**Exercise goal:** Copy all lines below exactly as written. Leave pictures out.

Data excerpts
= = = = = = =
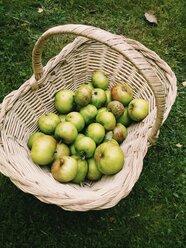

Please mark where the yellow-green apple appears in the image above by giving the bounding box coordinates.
[51,156,78,183]
[54,143,70,159]
[117,107,132,127]
[59,114,67,123]
[86,158,102,181]
[105,89,112,104]
[65,111,85,132]
[75,136,96,158]
[92,70,109,90]
[38,112,60,134]
[113,123,127,144]
[55,122,78,144]
[71,155,88,184]
[94,142,124,175]
[86,123,105,144]
[80,104,98,125]
[111,83,133,106]
[27,132,45,149]
[81,82,94,91]
[31,135,57,166]
[128,98,149,121]
[91,88,106,108]
[96,111,116,131]
[55,89,74,114]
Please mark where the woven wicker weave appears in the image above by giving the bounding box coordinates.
[0,24,177,211]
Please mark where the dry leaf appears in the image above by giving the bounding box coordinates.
[182,81,186,87]
[144,11,158,24]
[176,143,183,148]
[37,7,44,13]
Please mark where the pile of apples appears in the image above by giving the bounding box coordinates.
[27,71,149,184]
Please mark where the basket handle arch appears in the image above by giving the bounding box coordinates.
[32,24,167,144]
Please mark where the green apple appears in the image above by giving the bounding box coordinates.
[86,123,105,144]
[113,123,127,144]
[107,100,125,118]
[75,133,85,142]
[96,111,116,131]
[75,136,96,158]
[104,131,113,142]
[117,107,132,127]
[59,114,67,123]
[72,156,88,184]
[27,132,45,149]
[92,70,109,90]
[105,89,112,104]
[31,135,57,166]
[74,84,92,106]
[107,139,119,146]
[55,122,78,144]
[128,98,149,121]
[97,107,108,116]
[94,142,124,175]
[38,112,61,134]
[111,83,133,106]
[87,158,102,181]
[81,82,94,91]
[55,89,74,114]
[70,144,78,156]
[65,111,85,132]
[51,156,78,183]
[91,88,106,109]
[54,143,70,159]
[80,104,98,125]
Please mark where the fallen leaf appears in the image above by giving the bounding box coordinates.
[176,143,182,148]
[182,81,186,87]
[37,7,44,13]
[144,11,158,24]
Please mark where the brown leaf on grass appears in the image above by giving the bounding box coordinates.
[144,11,158,24]
[182,81,186,87]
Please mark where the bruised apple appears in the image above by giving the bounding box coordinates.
[113,123,127,144]
[107,100,125,118]
[111,83,133,106]
[74,85,92,106]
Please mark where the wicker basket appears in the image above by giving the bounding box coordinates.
[0,24,177,211]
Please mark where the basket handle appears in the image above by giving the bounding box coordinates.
[32,24,168,144]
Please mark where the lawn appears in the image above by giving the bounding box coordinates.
[0,0,185,247]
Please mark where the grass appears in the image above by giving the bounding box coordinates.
[0,0,185,247]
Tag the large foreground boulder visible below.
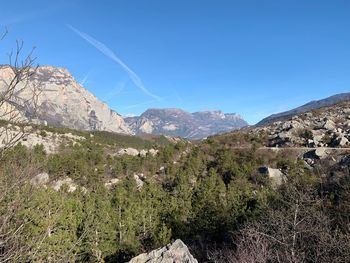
= = = = = = =
**Answer box:**
Please mark where the yellow-green apple appears in the image above by giving the bounding box coordinates.
[51,156,78,183]
[54,143,70,159]
[117,107,132,127]
[59,114,67,123]
[86,158,102,181]
[105,89,112,104]
[65,111,85,132]
[75,136,96,158]
[92,70,109,90]
[38,112,60,134]
[113,123,127,144]
[55,122,78,144]
[71,155,88,184]
[94,142,124,175]
[86,123,105,144]
[80,104,98,125]
[111,83,133,106]
[27,132,45,149]
[81,82,94,91]
[31,135,57,166]
[128,98,149,121]
[91,88,106,108]
[96,111,116,131]
[55,89,74,114]
Please mark where the woven wicker weave appears in the image above by giving the bounding box coordinates.
[0,24,177,211]
Please mark where the dry leaf appears in the image above by giving the bounding box coordinates.
[182,81,186,87]
[144,11,158,24]
[176,143,183,148]
[37,7,44,13]
Please mark where the pile of apples appears in the image above by giving the bounding box coordinates.
[27,71,149,184]
Please mark where the basket handle arch appears in the image above by giving the bounding box coordinates.
[32,24,167,144]
Please mark where the green apple appears in the image above by giving the bounding box coordinates.
[86,123,105,144]
[113,123,127,144]
[107,100,125,118]
[75,133,85,142]
[96,111,116,131]
[75,136,96,158]
[104,131,113,142]
[117,107,132,127]
[59,114,67,123]
[72,156,88,184]
[27,132,45,149]
[92,70,109,90]
[105,89,112,104]
[31,135,57,166]
[74,84,92,106]
[107,139,119,146]
[55,122,78,144]
[128,98,149,121]
[97,107,108,116]
[94,142,124,175]
[38,112,61,134]
[111,83,133,106]
[87,158,102,181]
[81,82,94,91]
[55,89,74,114]
[70,144,78,156]
[65,111,85,132]
[51,156,78,183]
[91,88,106,109]
[54,143,70,159]
[80,104,98,125]
Please mark where the fallen leaf appears in the image above by giving the bounding box coordinates.
[176,143,182,148]
[182,81,186,87]
[37,7,44,13]
[144,11,158,24]
Please mark where the brown leaf on grass appears in the image above by giving the bounding box coordinates.
[144,11,158,24]
[182,81,186,87]
Please mark where the bruised apple appears in the image above by giving the bounding box coordinates.
[113,123,127,144]
[107,100,125,118]
[111,83,133,106]
[74,85,92,106]
Please mark where the wicker basket appears in the image above by giving the bounding box coordinates.
[0,24,177,211]
Please mark where the basket handle appears in the image above by giving the bounding box coordinates.
[32,24,168,144]
Please mark where the lawn appears in the image above by giving the bounding box coordinates.
[0,0,185,247]
Please mark where the grass appears in the image above by giving the bounding box coordinates.
[0,0,185,247]
Tag the large foreground boulder visible below.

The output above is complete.